• **Aim**
Recast the stretch from the line containing "One point per instance of the cable." through the end of the records as a Markdown table with the columns Row and Line, giving each line a row number and leaving out blank lines.

• **Object pointing dataset rows**
---*---
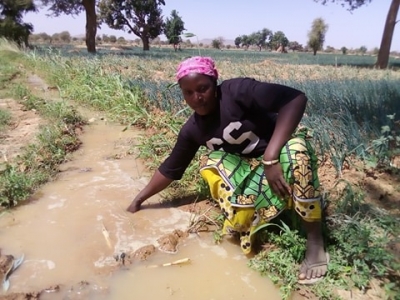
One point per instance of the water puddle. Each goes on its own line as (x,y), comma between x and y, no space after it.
(61,235)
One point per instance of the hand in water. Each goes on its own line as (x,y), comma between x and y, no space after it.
(134,206)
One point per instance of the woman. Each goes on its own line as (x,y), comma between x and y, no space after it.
(258,166)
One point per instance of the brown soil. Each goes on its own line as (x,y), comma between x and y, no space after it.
(381,188)
(23,128)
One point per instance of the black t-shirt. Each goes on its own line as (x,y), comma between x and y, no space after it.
(243,123)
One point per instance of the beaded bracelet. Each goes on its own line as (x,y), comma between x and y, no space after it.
(270,162)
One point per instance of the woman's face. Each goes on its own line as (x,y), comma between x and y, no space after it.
(199,93)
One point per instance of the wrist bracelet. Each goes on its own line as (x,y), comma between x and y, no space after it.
(270,162)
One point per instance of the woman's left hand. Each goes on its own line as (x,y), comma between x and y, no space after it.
(277,183)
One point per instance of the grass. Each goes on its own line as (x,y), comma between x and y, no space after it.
(348,108)
(5,118)
(38,161)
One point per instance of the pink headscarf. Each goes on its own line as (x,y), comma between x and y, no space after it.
(197,64)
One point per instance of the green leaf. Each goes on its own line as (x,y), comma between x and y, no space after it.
(385,129)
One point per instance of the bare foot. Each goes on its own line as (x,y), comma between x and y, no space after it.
(315,264)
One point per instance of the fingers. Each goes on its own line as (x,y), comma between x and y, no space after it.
(134,207)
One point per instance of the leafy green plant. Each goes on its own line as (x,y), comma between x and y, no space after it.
(5,118)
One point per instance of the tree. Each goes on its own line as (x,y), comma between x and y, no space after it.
(387,36)
(238,41)
(217,43)
(174,28)
(316,37)
(279,40)
(363,50)
(295,46)
(261,38)
(11,24)
(141,17)
(74,7)
(65,36)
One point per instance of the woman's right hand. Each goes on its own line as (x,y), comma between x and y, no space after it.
(134,206)
(157,183)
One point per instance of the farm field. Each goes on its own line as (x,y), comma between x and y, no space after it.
(353,110)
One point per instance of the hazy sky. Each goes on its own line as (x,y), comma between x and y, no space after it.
(231,18)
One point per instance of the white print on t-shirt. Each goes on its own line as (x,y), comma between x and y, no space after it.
(228,138)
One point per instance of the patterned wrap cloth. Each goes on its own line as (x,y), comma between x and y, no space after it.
(197,64)
(239,186)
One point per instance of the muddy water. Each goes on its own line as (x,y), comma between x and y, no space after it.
(60,234)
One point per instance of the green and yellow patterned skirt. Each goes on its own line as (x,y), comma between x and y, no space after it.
(239,186)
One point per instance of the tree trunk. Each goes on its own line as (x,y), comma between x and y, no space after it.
(146,43)
(91,24)
(384,50)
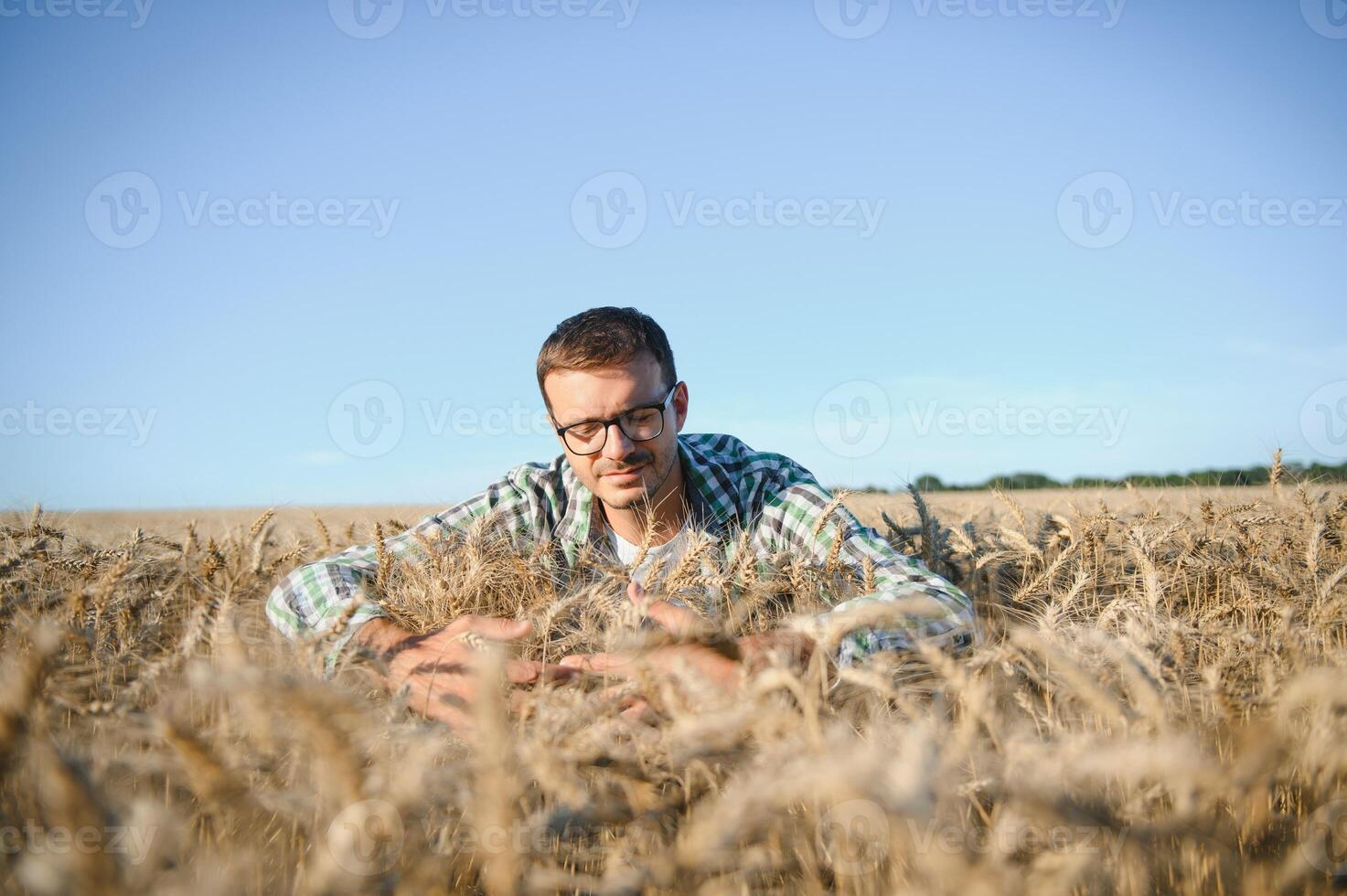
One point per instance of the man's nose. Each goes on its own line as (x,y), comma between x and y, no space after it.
(617,445)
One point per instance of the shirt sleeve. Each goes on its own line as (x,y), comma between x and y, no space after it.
(315,596)
(935,611)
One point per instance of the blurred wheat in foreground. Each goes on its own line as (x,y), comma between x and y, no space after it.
(1158,705)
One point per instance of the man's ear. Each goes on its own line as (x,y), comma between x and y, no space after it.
(680,406)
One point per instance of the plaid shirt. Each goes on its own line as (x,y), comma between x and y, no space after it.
(729,486)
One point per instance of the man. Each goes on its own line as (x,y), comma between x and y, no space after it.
(611,389)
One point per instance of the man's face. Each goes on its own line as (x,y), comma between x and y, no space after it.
(624,475)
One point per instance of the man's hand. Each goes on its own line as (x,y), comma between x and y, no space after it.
(712,665)
(438,668)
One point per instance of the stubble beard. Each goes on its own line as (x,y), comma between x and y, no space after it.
(648,491)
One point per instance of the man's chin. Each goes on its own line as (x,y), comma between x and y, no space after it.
(623,496)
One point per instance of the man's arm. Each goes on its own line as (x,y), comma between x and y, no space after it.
(792,520)
(311,599)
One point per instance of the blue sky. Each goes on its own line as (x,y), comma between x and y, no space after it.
(960,236)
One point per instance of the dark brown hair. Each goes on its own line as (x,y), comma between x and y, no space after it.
(604,337)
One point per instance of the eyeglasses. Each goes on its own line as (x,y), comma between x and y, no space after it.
(638,423)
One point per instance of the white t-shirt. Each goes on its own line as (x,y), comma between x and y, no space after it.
(674,549)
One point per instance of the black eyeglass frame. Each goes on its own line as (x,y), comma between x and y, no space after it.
(661,406)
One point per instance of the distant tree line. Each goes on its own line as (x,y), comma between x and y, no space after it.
(1246,475)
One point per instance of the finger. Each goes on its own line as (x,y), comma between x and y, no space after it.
(529,671)
(678,620)
(620,663)
(640,711)
(490,627)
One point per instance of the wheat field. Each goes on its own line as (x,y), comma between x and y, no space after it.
(1158,704)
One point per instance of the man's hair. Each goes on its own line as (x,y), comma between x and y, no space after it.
(604,337)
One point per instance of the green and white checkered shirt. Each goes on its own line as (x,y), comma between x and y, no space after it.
(729,486)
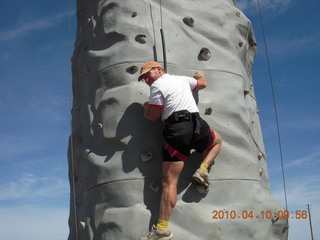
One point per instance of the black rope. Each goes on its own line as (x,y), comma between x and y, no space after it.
(274,105)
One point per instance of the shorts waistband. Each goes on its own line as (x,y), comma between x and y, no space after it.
(181,116)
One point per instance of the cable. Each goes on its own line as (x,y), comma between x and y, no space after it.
(163,40)
(71,135)
(274,105)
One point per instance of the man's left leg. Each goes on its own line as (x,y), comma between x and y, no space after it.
(170,176)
---*---
• **Task output**
| Row | Line |
|---|---|
| 1 | One point per instance of the cable. Each goes on its own line as (x,y), comma between x and y, no space after it. |
| 2 | (163,40) |
| 3 | (71,135) |
| 4 | (274,105) |
| 5 | One point per instance of the man's left leg. Each goes on its own line as (x,y), comma between x and y, no space after it. |
| 6 | (170,176) |